Jon thereafter filed a complaint in the local federal district court against Alice and Toothman. The district court dismissed Jon’s federal action without [701]*701prejudice to refiling his claims in state court. Jon then filed a complaint against Alice and Toothman alleging causes of action for malicious prosecution, false arrest and imprisonment, negligent statements without justification, intentional infliction of emotional distress, and for damages for violation of his civil rights pursuant to Civil Code section 52.1.

In summary, Jon’s complaint alleges that Alice and Toothman conspired to bring a false criminal report against him, that their statements to police precipitated the underlying criminal action, that they repeated their false accusation at trial, and that the trial ended with his acquittal, and the subsequent finding of factual innocence.

Alice and Toothman filed a joint special motion to strike Jon’s complaint under the anti-SLAPP statute. (§ 425.16.) The parties argued the anti-SLAPP motion to the trial court, and the court took the matter under submission. The court entered an order denying the anti-SLAPP motion. Broadly summarized, the court’s six-page order sets forth the court’s reasons for concluding that Alice and Toothman failed to meet their initial burden under the anti-SLAPP procedure because they did not show that the reports they filed with the police authorities constituted “protected activity” within the meaning of the anti-SLAPP statute. The trial court found that the record “conclusively” established that Alice’s and Toothman’s statements to the police were “illegal activity” under Penal Code section 148.5, and, as such, not “protected activity” within the meaning of the anti-SLAPP statute. (See Flatley v. Mauro (2006) 39 Cal.4th 299, 322-325 [46 Cal.Rptr.3d 606, 139 P.3d 2] (Flatley).) Having determined that Alice and Toothman failed to meet their initial burden under the anti-SLAPP statute of showing a “protected activity,” the court found it unnecessary to address their contention that they will win their case in the end based on the “litigation privilege” established in Civil Code section 47, subdivision (b).

• _Stated exercise 1_
Tally the lines of the records that contain the string "wooden", treating case as significant, and reply with the number alone.

• _Given data_

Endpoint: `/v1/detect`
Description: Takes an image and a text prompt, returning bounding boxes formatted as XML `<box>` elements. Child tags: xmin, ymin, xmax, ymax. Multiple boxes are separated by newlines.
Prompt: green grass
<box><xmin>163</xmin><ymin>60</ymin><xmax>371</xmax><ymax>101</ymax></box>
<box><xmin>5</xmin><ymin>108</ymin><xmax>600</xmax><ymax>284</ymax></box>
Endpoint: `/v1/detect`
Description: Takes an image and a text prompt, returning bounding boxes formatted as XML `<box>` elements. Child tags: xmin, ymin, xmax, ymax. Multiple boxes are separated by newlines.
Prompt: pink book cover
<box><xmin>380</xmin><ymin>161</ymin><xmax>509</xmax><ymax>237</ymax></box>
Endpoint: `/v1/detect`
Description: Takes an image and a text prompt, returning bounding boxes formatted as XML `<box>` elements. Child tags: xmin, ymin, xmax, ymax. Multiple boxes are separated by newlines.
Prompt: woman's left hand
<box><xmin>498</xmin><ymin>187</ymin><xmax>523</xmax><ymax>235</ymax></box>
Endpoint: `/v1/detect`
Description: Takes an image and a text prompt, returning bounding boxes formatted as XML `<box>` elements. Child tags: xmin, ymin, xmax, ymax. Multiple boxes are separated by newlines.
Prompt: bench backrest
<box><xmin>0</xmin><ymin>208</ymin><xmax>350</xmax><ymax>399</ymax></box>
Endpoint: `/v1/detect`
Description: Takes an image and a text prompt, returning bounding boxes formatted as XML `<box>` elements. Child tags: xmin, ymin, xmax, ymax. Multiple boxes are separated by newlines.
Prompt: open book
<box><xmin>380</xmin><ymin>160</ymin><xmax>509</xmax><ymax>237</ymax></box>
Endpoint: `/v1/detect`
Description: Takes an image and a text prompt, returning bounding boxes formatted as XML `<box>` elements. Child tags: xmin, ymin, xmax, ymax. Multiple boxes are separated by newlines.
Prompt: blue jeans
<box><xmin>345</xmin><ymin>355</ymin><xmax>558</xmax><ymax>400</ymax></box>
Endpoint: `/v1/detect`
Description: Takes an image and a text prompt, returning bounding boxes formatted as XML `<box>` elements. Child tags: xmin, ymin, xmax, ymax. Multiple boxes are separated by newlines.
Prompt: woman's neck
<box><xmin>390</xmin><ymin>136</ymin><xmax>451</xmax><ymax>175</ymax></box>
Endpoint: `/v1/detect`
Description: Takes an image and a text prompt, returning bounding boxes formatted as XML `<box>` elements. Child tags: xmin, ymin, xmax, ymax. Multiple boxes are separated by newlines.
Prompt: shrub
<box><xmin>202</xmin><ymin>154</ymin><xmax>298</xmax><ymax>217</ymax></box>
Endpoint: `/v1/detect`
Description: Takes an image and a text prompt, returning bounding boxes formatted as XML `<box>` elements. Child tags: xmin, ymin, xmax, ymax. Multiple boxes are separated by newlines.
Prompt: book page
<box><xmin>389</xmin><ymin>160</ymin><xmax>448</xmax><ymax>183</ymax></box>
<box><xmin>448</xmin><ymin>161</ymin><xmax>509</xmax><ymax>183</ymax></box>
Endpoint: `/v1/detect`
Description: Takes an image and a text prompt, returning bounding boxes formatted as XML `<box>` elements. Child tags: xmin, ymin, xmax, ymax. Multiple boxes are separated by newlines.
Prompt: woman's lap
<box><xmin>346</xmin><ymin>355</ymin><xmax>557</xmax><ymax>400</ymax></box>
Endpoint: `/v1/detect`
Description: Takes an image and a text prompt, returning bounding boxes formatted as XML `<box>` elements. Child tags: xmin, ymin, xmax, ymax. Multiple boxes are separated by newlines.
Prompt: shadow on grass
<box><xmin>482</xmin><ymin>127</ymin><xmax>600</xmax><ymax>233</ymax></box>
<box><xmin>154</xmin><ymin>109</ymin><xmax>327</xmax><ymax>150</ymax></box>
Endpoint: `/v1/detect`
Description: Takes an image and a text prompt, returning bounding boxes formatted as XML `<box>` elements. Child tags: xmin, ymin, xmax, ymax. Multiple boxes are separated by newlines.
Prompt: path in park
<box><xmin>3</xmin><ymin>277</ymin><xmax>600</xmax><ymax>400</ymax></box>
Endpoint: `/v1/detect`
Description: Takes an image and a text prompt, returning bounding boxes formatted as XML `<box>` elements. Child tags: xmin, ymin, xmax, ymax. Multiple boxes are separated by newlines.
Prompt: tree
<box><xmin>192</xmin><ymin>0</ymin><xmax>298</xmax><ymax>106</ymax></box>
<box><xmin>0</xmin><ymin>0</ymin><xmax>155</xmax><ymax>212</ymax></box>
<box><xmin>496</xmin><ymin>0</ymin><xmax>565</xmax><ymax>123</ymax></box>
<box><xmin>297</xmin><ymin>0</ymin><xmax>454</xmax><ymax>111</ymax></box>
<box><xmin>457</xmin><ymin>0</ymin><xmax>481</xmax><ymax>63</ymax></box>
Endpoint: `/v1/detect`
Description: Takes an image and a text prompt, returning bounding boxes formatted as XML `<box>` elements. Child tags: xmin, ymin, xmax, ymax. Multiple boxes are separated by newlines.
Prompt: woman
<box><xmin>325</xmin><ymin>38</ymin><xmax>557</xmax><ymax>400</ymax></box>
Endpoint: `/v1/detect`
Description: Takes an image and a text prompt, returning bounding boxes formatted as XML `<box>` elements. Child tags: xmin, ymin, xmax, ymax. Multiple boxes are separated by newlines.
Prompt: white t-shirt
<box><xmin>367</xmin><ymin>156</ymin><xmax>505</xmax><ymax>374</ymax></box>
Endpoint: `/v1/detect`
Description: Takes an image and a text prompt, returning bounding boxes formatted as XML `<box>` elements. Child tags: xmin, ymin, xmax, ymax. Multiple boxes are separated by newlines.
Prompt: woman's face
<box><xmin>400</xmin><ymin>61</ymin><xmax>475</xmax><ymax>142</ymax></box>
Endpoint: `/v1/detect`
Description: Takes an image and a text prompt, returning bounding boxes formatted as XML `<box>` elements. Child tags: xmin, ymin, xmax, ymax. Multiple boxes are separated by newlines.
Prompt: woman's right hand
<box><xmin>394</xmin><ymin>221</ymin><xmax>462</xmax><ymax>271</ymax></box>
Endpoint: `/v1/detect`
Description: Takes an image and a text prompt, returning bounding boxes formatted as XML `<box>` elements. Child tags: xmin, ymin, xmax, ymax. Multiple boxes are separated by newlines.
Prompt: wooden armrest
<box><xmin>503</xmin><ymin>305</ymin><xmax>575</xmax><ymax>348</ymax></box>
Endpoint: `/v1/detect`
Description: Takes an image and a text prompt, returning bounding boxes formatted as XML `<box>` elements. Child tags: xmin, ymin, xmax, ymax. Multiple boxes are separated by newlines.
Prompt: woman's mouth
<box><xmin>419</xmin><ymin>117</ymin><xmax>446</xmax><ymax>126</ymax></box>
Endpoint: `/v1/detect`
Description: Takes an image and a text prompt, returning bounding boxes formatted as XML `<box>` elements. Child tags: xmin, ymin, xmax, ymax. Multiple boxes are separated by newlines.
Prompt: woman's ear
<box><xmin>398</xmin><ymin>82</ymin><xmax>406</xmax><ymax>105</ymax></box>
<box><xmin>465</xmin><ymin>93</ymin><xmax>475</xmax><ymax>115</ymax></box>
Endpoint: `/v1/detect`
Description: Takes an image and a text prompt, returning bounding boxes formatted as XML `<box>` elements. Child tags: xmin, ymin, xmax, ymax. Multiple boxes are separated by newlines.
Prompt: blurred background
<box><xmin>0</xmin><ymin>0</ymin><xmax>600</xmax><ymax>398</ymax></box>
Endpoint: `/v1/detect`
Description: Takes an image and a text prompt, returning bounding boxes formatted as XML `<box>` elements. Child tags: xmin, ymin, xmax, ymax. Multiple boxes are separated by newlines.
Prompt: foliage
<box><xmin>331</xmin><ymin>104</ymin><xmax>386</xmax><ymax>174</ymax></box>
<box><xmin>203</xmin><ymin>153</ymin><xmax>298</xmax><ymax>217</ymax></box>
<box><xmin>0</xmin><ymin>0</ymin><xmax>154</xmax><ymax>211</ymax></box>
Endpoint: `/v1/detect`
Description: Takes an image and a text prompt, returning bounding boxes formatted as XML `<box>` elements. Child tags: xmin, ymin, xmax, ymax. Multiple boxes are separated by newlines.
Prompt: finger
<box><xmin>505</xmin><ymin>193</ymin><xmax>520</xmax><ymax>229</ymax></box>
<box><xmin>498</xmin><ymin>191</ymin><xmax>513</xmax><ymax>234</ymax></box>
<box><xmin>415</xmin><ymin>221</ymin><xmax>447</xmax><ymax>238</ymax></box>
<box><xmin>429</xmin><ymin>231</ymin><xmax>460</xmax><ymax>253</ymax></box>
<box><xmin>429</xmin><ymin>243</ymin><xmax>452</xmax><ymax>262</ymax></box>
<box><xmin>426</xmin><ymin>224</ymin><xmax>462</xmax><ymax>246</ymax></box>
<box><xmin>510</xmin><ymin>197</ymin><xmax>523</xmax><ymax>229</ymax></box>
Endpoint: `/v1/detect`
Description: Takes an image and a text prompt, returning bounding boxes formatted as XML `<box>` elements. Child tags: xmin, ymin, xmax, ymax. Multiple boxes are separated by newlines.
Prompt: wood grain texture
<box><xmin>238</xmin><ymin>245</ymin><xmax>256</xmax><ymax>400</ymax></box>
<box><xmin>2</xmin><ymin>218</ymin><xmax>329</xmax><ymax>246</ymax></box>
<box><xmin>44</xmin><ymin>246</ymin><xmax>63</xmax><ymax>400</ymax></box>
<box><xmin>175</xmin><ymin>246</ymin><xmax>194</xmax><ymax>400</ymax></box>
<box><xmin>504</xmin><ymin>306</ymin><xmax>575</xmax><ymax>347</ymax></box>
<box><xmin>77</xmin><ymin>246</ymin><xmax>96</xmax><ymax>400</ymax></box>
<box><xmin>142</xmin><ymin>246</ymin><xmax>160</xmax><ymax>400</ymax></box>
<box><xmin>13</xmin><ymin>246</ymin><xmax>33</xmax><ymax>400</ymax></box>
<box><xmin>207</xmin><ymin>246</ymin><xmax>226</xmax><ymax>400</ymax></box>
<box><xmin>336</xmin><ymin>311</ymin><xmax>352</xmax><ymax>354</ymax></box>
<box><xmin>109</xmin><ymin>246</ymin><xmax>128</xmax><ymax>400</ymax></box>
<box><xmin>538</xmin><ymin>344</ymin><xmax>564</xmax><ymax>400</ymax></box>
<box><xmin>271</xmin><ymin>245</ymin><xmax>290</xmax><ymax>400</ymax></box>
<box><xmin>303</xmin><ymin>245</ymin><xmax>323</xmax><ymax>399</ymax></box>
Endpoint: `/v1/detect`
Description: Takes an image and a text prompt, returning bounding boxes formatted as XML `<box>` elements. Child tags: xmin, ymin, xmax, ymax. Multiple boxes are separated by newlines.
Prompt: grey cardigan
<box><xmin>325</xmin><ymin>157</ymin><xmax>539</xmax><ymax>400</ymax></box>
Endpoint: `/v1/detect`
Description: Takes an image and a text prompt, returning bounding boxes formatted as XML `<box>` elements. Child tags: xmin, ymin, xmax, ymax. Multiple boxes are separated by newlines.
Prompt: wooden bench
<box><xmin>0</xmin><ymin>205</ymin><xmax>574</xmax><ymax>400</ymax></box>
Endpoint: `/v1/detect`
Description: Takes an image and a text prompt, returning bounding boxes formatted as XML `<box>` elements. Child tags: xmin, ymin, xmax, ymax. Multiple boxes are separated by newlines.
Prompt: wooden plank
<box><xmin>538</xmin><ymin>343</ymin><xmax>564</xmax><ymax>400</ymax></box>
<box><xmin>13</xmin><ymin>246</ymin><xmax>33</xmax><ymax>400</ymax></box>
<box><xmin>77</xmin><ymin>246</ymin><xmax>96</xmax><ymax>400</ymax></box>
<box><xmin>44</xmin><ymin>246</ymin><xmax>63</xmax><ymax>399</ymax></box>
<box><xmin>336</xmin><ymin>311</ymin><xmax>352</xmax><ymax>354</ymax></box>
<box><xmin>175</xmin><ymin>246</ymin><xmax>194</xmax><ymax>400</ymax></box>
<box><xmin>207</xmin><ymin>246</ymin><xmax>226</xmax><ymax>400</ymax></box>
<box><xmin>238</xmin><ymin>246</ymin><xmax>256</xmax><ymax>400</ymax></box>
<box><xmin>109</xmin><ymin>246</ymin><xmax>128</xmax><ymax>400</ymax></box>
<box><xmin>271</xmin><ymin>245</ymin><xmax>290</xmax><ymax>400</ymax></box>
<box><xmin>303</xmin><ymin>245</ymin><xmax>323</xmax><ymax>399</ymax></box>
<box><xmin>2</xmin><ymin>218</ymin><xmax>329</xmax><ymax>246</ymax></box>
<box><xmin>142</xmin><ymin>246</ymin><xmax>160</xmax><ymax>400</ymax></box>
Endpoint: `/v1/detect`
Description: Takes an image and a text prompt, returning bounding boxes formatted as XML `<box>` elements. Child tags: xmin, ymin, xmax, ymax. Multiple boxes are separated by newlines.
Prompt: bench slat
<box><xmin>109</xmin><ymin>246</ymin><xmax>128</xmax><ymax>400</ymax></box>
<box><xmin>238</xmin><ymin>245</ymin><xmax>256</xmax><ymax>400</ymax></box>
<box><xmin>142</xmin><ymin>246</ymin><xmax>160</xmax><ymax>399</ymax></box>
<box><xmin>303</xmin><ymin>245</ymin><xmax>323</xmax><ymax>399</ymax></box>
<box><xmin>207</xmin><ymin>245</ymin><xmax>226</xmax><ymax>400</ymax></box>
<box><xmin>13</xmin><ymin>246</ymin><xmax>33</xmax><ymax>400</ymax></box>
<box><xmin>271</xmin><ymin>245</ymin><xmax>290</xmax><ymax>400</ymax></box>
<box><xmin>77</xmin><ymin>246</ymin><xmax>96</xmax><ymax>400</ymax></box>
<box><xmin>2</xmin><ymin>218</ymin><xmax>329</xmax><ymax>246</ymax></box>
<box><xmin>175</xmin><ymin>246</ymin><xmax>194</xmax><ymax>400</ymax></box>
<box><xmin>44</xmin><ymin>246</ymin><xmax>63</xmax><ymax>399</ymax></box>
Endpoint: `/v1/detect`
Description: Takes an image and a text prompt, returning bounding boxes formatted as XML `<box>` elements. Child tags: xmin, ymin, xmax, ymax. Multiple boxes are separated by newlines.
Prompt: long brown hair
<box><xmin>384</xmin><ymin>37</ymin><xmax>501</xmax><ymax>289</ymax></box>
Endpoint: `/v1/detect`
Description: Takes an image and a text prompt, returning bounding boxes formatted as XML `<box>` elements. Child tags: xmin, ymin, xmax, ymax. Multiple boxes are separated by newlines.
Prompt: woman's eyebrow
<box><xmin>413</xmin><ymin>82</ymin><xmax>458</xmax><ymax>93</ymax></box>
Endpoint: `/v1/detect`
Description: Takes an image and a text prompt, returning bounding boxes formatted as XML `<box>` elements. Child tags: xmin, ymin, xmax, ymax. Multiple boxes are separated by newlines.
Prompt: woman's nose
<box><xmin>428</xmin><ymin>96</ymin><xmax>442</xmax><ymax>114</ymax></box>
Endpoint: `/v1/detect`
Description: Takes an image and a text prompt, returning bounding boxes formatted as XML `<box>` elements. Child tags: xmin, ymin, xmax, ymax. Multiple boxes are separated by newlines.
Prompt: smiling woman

• _Stated exercise 2_
Copy everything in the case excerpt from "Jon thereafter filed" down to "Code section 52.1.", swapping every occurrence of "district court" for "trial court".

• _Task result 1_
3

• _Task result 2_
Jon thereafter filed a complaint in the local federal trial court against Alice and Toothman. The trial court dismissed Jon’s federal action without [701]*701prejudice to refiling his claims in state court. Jon then filed a complaint against Alice and Toothman alleging causes of action for malicious prosecution, false arrest and imprisonment, negligent statements without justification, intentional infliction of emotional distress, and for damages for violation of his civil rights pursuant to Civil Code section 52.1.